▶ _Source extract_:
■ ■ ■ ■ ■ ■ ■
Do claims in economics require proofs?

Question

My professor stated four axioms in class

• Scarcity
• Rationality (aka purposive behavior)
• Stable Preferences
• Equilibrium

I don't understand what these axioms are for. I am used to axioms with distinct mathematical properties (eg definition of a vector space) and these axioms don't have that. I had an exam question that said

True/False/Uncertain. The Law of Demand is a direct result of diminishing marginal utility.

and I was supposed to use the scarcity axiom. But what does it mean to show this claim is false? The principle of scarcity is just that "resources are scarce". That's not mathematical. How can I prove the above statement is false using it?

My Question:

How can I tell when a question requires a proof versus merely conceptual reasoning / explaining? What is the difference between the two?

Answer 1

These assumptions actually have distinct mathematical ground, but your professor likely decided to leave this out for (of course bad) pedagogic reasons.

• scarcity: society has insufficient productive resources to fulfil all human wants and needs. Scarcity is the motive behind economics. If it is cheaper for everybody to get a given good from the ground than to produce it, then they are not economic goods, they don't have a market value and are not treated by introduction classes in economics. This can be stated as: for all actor, for all (studied) goods, the cost of acquiring the good is strictly positive.

• Rationality: people adopt the best actions to achieve their goals. Usually, this is translated in maths by introducing a utility function from the possession set to a measuring set (usually $\mathbb{R}$), and stating people always act in order to maximize their utility.

• Stable Preferences: Using the same utility function as above, this states that this function does not depend of time. This implies that if you prefer having a kilogram of soup than a kilogram of raw potatoes today, it will still be the case tomorrow.

• Equilibrium: Here I have to guess, but given your example I suppose you're studying equilibrium on the market. I guess what your teacher meant is that you study the economy at a time when the amount of goods or services sought by buyers is equal to the amount of goods or services produced by sellers.

All these definitions are not guaranteed to match with those implied by your teacher, but are consistent and widely taught in economics. When not otherwise specified, economical answers require referring to a consistent framework of axioms from which mathematics should be able to guide you to the solution you're trying to state. Different models can show different solution, but one model should give only one solution (which can be composite: "people buy more or less goods at the end of the month" is a valid solution, but "people buy more goods at the end of the month" and "people buy less goods at the end of the month" should not be obtained from the same data with the same model...).
■ ■ ■ ■ ■ ■ ■
▶ _Dataset content_:
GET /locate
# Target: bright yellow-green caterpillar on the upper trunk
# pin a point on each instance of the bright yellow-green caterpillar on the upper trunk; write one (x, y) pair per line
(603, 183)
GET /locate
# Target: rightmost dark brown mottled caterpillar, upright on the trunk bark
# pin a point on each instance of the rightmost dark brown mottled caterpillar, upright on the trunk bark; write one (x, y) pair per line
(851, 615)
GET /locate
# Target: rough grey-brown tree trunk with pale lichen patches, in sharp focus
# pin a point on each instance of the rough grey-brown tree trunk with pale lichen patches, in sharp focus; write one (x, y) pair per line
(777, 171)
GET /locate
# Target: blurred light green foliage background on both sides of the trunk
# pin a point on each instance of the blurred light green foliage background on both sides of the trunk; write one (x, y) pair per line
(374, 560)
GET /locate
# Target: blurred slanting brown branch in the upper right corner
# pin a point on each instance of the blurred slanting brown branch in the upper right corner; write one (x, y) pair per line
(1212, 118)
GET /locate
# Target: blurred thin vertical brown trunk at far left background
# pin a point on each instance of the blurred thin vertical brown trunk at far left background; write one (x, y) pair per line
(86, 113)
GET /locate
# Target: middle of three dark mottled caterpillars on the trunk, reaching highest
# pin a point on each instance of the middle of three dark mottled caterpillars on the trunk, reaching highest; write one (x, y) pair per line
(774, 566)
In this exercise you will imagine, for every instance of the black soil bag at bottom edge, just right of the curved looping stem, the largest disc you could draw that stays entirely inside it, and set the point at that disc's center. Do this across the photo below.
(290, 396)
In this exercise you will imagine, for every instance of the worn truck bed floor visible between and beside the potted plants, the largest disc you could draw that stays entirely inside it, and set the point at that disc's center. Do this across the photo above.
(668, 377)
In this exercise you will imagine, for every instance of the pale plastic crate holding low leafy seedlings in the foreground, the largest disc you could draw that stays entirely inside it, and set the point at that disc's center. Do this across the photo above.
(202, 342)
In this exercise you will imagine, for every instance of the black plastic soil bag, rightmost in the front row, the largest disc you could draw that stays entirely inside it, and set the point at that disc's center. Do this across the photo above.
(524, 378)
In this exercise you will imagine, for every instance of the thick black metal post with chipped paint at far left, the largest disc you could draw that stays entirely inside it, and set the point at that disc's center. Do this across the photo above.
■ ■ ■ ■ ■ ■ ■
▶ _Task requirements_:
a – In the economics forum thread, why does the answer say that goods everyone can get from the ground more cheaply than producing them are left out of introductory economics classes?
b – From the economics forum thread, copy the passage starting with "I don't understand" and going on through "between the two?".

▶ _Replies_:
a – Such goods are not economic goods and have no market value. The answer calls scarcity the motive behind economics, and getting these goods costs less than producing them.

b –
I don't understand what these axioms are for. I am used to axioms with distinct mathematical properties (eg definition of a vector space) and these axioms don't have that. I had an exam question that said

True/False/Uncertain. The Law of Demand is a direct result of diminishing marginal utility.

and I was supposed to use the scarcity axiom. But what does it mean to show this claim is false? The principle of scarcity is just that "resources are scarce". That's not mathematical. How can I prove the above statement is false using it?

My Question:

How can I tell when a question requires a proof versus merely conceptual reasoning / explaining? What is the difference between the two?